## EXERCISE OBJECTIVE
State how many lines in the recorded data below contain the string "drop". Give only the number.

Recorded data
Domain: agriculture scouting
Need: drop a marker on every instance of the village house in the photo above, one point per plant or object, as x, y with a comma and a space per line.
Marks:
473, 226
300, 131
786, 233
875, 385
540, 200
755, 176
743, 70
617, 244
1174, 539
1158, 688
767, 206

---

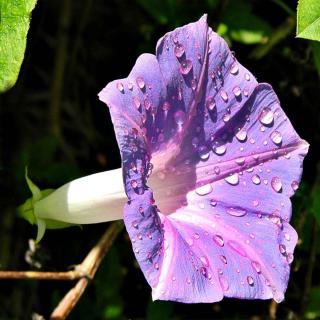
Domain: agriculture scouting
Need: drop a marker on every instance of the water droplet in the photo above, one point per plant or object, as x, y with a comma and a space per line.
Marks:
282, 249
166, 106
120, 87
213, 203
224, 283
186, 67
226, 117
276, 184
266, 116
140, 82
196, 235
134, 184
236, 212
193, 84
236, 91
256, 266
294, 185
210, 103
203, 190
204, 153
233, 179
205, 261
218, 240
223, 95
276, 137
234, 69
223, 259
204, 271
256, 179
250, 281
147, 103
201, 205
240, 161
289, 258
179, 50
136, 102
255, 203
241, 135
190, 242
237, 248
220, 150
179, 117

==

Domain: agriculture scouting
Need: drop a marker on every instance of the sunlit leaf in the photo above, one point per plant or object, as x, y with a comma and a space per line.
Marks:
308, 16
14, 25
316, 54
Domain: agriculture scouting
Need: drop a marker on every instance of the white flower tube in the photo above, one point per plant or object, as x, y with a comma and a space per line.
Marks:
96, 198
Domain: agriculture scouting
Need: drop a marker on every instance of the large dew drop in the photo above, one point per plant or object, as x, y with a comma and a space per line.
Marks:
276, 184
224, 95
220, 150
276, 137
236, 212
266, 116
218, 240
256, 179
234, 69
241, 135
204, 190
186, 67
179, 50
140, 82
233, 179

## RESULT FOR THIS EXERCISE
5